== Exercise 1 ==
Rewrite the entries starting at the line containing "Where can you see the gray" and ending at the last line of the entries, replacing "muddy ground" with "wet earth" and leaving everything else unchanged. Return only those lines.

== Page extract ==
Let $\pi_0, \pi_1$ be independent uniform random permutations of $\{0,1\}^{128}$. What is the probability that for any fixed string $x \in \{0,1\}^{128}$, $\pi_0(x) = \pi_1(x)$?

For any fixed string $x$ and each $i$, the variable $\pi_i(x)$ is a uniform random element of $\{0,1\}^{128}$. (Only if we consider multiple distinct inputs $x_0 \ne x_1$ does the fact that $\pi_i$ is a uniform random permutation rather than a uniform random function come into play, when we consider whether repeated elements are possible in $\pi_i(x_0), \pi_i(x_1)$.) Since $\pi_0$ and $\pi_1$ are independent, so are $\pi_0(x)$ and $\pi_1(x)$.

Thus \begin{align*} \Pr[\pi_0(x) = \pi_1(x)] &= \sum_y \Pr[\pi_0(x) = y \given \pi_1(x) = y]\cdot\Pr[\pi_1(x) = y] \\ &= \sum_y \Pr[\pi_0(x) = y]\cdot\Pr[\pi_1(x) = y] \\ &= \sum_y 2^{-128} \cdot 2^{-128} = 2^{128} \cdot 2^{-128} \cdot 2^{-128} = 2^{-128}. \end{align*}

What if instead of uniform random $\pi_i$ we had $\pi_i = \operatorname{AES}_{k_i}$ for uniform random strings $k_i$? If you could predict how that would affect the distribution nonnegligibly, you could distinguish AES from a uniform random permutation, violating the pseudorandom permutation family property that it is conjectured to exhibit, and there would be lots of cryptographers who would like to have a word with you.

== Listed entries ==
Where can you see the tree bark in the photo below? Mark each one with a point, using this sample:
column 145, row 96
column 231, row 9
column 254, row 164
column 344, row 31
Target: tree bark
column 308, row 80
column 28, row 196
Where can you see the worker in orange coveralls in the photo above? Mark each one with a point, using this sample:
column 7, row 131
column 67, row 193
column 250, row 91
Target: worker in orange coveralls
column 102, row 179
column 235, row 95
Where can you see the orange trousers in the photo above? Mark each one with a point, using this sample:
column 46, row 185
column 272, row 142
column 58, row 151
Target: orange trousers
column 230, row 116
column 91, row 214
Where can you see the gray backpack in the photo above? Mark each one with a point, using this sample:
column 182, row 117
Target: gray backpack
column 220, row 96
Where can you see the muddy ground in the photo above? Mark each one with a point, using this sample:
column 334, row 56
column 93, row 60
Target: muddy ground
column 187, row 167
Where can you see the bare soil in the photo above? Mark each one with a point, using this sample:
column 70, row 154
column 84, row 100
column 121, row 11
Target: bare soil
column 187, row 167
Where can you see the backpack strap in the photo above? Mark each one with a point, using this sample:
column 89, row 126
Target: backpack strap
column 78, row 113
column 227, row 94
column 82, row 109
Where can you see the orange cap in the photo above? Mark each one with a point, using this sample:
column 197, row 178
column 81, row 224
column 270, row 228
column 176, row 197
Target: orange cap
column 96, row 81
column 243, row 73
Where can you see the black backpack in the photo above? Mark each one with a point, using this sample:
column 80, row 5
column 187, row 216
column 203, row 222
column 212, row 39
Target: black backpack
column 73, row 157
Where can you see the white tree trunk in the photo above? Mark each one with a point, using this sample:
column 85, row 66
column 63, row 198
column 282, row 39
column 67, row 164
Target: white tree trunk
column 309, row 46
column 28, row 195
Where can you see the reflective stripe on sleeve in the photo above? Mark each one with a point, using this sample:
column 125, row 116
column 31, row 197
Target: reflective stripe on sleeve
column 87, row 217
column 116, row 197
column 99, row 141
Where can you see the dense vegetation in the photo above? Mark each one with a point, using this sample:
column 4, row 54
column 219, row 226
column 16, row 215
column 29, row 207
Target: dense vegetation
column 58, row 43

== Exercise 2 ==
Continue the explanation of random permutations and AES from the point where it stops.

== Exercise output 1 ==
Where can you see the gray backpack in the photo above? Mark each one with a point, using this sample:
column 182, row 117
Target: gray backpack
column 220, row 96
Where can you see the wet earth in the photo above? Mark each one with a point, using this sample:
column 334, row 56
column 93, row 60
Target: wet earth
column 187, row 167
Where can you see the bare soil in the photo above? Mark each one with a point, using this sample:
column 70, row 154
column 84, row 100
column 121, row 11
Target: bare soil
column 187, row 167
Where can you see the backpack strap in the photo above? Mark each one with a point, using this sample:
column 89, row 126
Target: backpack strap
column 78, row 113
column 227, row 94
column 82, row 109
Where can you see the orange cap in the photo above? Mark each one with a point, using this sample:
column 197, row 178
column 81, row 224
column 270, row 228
column 176, row 197
Target: orange cap
column 96, row 81
column 243, row 73
Where can you see the black backpack in the photo above? Mark each one with a point, using this sample:
column 80, row 5
column 187, row 216
column 203, row 222
column 212, row 39
Target: black backpack
column 73, row 157
Where can you see the white tree trunk in the photo above? Mark each one with a point, using this sample:
column 85, row 66
column 63, row 198
column 282, row 39
column 67, row 164
Target: white tree trunk
column 309, row 46
column 28, row 195
Where can you see the reflective stripe on sleeve in the photo above? Mark each one with a point, using this sample:
column 125, row 116
column 31, row 197
Target: reflective stripe on sleeve
column 87, row 217
column 116, row 197
column 99, row 141
Where can you see the dense vegetation in the photo above? Mark each one with a point, using this sample:
column 4, row 54
column 219, row 226
column 16, row 215
column 29, row 207
Target: dense vegetation
column 58, row 43

== Exercise output 2 ==
So, for any fixed plaintext $x$, does there exist a pair of keys $k_0, k_1$ under which $\operatorname{AES}_{k_0}(x) = \operatorname{AES}_{k_1}(x)$? Maybe, but you're not likely to find them—for each plaintext, only $1/2^{128}$ of the $2^{256}$ possible pairs $(k_0, k_1)$ of these keys is likely to work! (It's not guaranteed that any of them will work, but it would be a remarkable publication if you could say one way or another about that guarantee.)

Does there exist any plaintext $x$ such that there exists a pair of keys $k_0, k_1$ under which $\operatorname{AES}_{k_0}(x) = \operatorname{AES}_{k_1}(x)$? Note the order of quantifiers: We are not asking about some particular fixed $x$; we are asking whether there is any pair of keys that agrees on any plaintext. This is a little trickier. To approximate an answer, let's first try the uniform random function model. A random function is not restricted to be a permutation, so its values at two distinct points are independent, which makes the analysis a little easier.

In the uniform random function model, what is the probability that there exists a plaintext $x$ on which two random functions $f_0$ and $f_1$ agree, $\Pr[\exists x. f_0(x) = f_1(x)]$? We can answer this by answering it in the complement: what is the probability that for all plaintexts $x$, two random functions disagree on $x$?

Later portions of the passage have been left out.